• [Passage to read]:
-- START --

Posted by: Kim Steutermann Rogers
Destination: Maui
Feb 28, 2011



We boarded a Trilogy's Elua catamaran on the sandy shores of Kaanapali, Maui at 4:00 on a hot February afternoon, as a Kona system from the south evaporated Hawaii's cooling trade winds and vog from Hawaii (Big) Island's Kilauea volcano settled on the islands of Lanai and Molokai to our west.

February is known for pretty much one thing in Maui: Whales. Just three days before a whole day was dedicated to the celebration of whales in Kihei, complete with a Parade of Whales, Run for the Whales, Hawaiian music concert, “Made on Maui” market, food--lots and lots of food—and more.


So, there was no way I was going to Maui for business--real business, the kind with sit-down meetings INSIDE; the kind with handshakes, business cards and agendas; the kind of business I, your intrepid travel writer, shies away from, preferring to explore the authentic places and meet the special people of the islands of Hawaii--so there was no way I was going to Maui for business in February and not go whale watching. I toted my new Canon Rebel T2i with 70-300mm telephoto lens (thanks Rob) and dragged my four fellow business travelers from the corporate home office to Kaanapali Beach and hopped aboard a catamaran for a two-hour, sunset whale watching tour with 40+ other passengers—a full boat.

-- END --

• [Entries for shape boundaries]:
-- START --

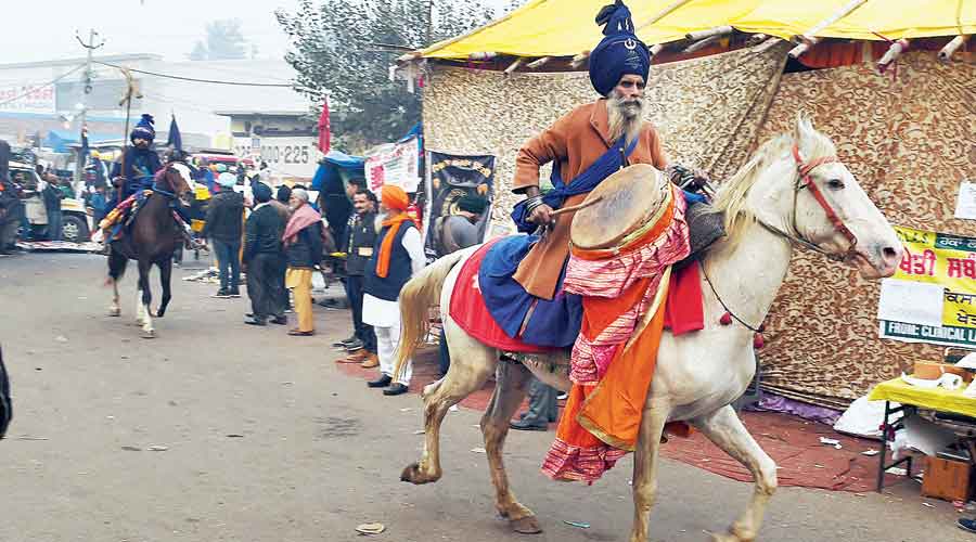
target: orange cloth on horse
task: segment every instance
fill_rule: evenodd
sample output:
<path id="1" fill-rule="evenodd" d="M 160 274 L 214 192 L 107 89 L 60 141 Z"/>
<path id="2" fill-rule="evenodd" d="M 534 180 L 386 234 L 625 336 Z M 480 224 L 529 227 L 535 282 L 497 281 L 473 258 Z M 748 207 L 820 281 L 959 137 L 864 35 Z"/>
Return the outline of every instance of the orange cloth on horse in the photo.
<path id="1" fill-rule="evenodd" d="M 569 259 L 563 287 L 583 296 L 583 324 L 573 347 L 569 400 L 542 464 L 552 478 L 592 482 L 637 446 L 671 266 L 690 251 L 684 198 L 676 188 L 671 194 L 642 237 L 603 258 L 574 249 Z"/>
<path id="2" fill-rule="evenodd" d="M 512 180 L 515 192 L 524 192 L 529 186 L 539 185 L 539 167 L 555 162 L 563 180 L 573 182 L 586 171 L 614 142 L 611 140 L 606 100 L 576 107 L 555 121 L 549 129 L 525 143 L 515 157 L 515 177 Z M 667 158 L 660 137 L 647 124 L 641 131 L 630 164 L 651 164 L 657 169 L 667 167 Z M 578 205 L 586 194 L 566 198 L 563 206 Z M 555 223 L 545 237 L 532 247 L 518 266 L 514 279 L 529 294 L 543 299 L 552 299 L 563 263 L 569 255 L 569 223 L 573 212 L 556 217 Z"/>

-- END --

• [Set of tasks]:
1. Summarize the Maui whale-watching post in two sentences.
2. Reproduce the part of the Maui whale-watching post between "We boarded a" and "of food—and more.", inclusive.
The items are separate material, distinct from the text.

• [Solutions below]:
1. On a hot February afternoon at 4:00, the writer boarded a Trilogy catamaran at Kaanapali, Maui, where February is known mainly for whales. In Maui on business, the writer brought a new Canon camera and took four fellow business travelers on a two-hour sunset whale watching tour aboard a full boat.

2.
We boarded a Trilogy's Elua catamaran on the sandy shores of Kaanapali, Maui at 4:00 on a hot February afternoon, as a Kona system from the south evaporated Hawaii's cooling trade winds and vog from Hawaii (Big) Island's Kilauea volcano settled on the islands of Lanai and Molokai to our west.

February is known for pretty much one thing in Maui: Whales. Just three days before a whole day was dedicated to the celebration of whales in Kihei, complete with a Parade of Whales, Run for the Whales, Hawaiian music concert, “Made on Maui” market, food--lots and lots of food—and more.